##### INPUT

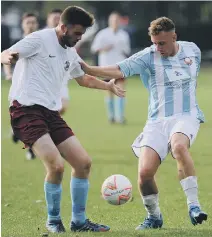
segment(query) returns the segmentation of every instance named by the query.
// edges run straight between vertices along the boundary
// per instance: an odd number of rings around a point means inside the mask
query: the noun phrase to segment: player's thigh
[[[51,116],[49,116],[48,127],[51,139],[56,146],[74,135],[72,129],[56,111],[51,112]]]
[[[46,170],[64,171],[64,160],[48,133],[40,137],[33,144],[32,149],[42,160]]]
[[[142,147],[147,147],[157,154],[159,161],[163,161],[168,154],[168,136],[164,134],[163,124],[161,123],[147,123],[143,132],[135,139],[132,144],[134,154],[139,159],[145,159]],[[147,150],[149,150],[147,149]],[[152,152],[151,152],[152,153]]]
[[[126,85],[126,80],[124,78],[116,79],[115,84],[124,89]]]
[[[153,177],[160,166],[160,157],[151,147],[141,147],[138,163],[138,173],[141,177]]]
[[[58,150],[64,157],[64,159],[74,168],[74,169],[87,169],[91,166],[91,158],[88,153],[81,145],[80,141],[76,136],[71,136],[59,145],[57,145]]]
[[[178,119],[170,132],[171,147],[176,144],[190,147],[197,137],[199,127],[200,122],[194,117],[184,116]]]
[[[69,99],[68,99],[68,98],[62,98],[62,99],[61,99],[61,102],[62,102],[62,108],[61,108],[61,110],[60,110],[59,112],[60,112],[60,114],[62,115],[62,114],[64,114],[64,113],[67,111],[67,109],[68,109],[68,106],[69,106]]]

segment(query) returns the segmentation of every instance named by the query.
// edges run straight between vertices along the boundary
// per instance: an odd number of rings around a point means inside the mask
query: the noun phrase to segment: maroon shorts
[[[74,135],[58,111],[41,105],[23,106],[18,101],[14,101],[9,110],[14,135],[26,146],[32,147],[46,133],[55,145]]]

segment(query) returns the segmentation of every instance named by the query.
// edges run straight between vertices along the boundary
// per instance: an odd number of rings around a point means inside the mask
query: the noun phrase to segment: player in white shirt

##########

## [WORK TO COMPLETE]
Please convert all of the data above into a numbered list with one item per line, skipping blank lines and leaving out the picture.

## [OUTPUT]
1. segment(query) returns the segmentation of every instance named by the query.
2. // edges run straight between vertices along the boundary
3. // per instance: an odd number of rings around a point means inside the mask
4. query: the noun phrase to segment: player's thigh
5. [[[51,116],[49,116],[48,127],[51,139],[56,146],[74,135],[72,129],[56,111],[51,112]]]
6. [[[46,170],[64,171],[64,160],[48,133],[40,137],[33,144],[32,149],[42,160]]]
7. [[[142,147],[147,147],[157,154],[159,161],[163,161],[168,154],[168,136],[164,134],[163,124],[161,123],[147,123],[143,132],[135,139],[132,144],[134,154],[139,159],[145,159]],[[147,150],[149,150],[147,149]],[[152,152],[151,152],[152,153]]]
8. [[[126,85],[126,80],[124,78],[116,79],[115,84],[124,89]]]
9. [[[153,177],[160,166],[160,157],[151,147],[141,147],[138,163],[138,173],[141,177]]]
10. [[[58,150],[64,157],[64,159],[74,168],[74,169],[87,169],[91,166],[91,158],[88,153],[81,145],[80,141],[76,136],[71,136],[59,145],[57,145]]]
11. [[[178,119],[170,132],[171,147],[176,144],[190,147],[197,137],[199,127],[200,122],[194,117],[184,116]]]
12. [[[69,99],[68,99],[68,98],[62,98],[62,99],[61,99],[61,102],[62,102],[62,108],[61,108],[61,110],[60,110],[59,112],[60,112],[60,114],[62,115],[62,114],[64,114],[64,113],[67,111],[67,109],[68,109],[68,106],[69,106]]]
13. segment(query) returns the segmentation of every instance named by the query.
14. // edges run straight between vertices along the boundary
15. // per instance: an odd number of rings around a point means inside the mask
16. query: the noun phrase to segment: maroon shorts
17. [[[74,135],[58,111],[41,105],[23,106],[18,101],[14,101],[9,110],[14,135],[26,146],[32,147],[46,133],[55,145]]]
18. segment(query) returns the segmentation of every instance named by the query.
19. // edges run straight between vertices along the boundary
20. // per instance: an odd number of rings around a point means inside the mask
21. query: the noun phrase to segment: player in white shirt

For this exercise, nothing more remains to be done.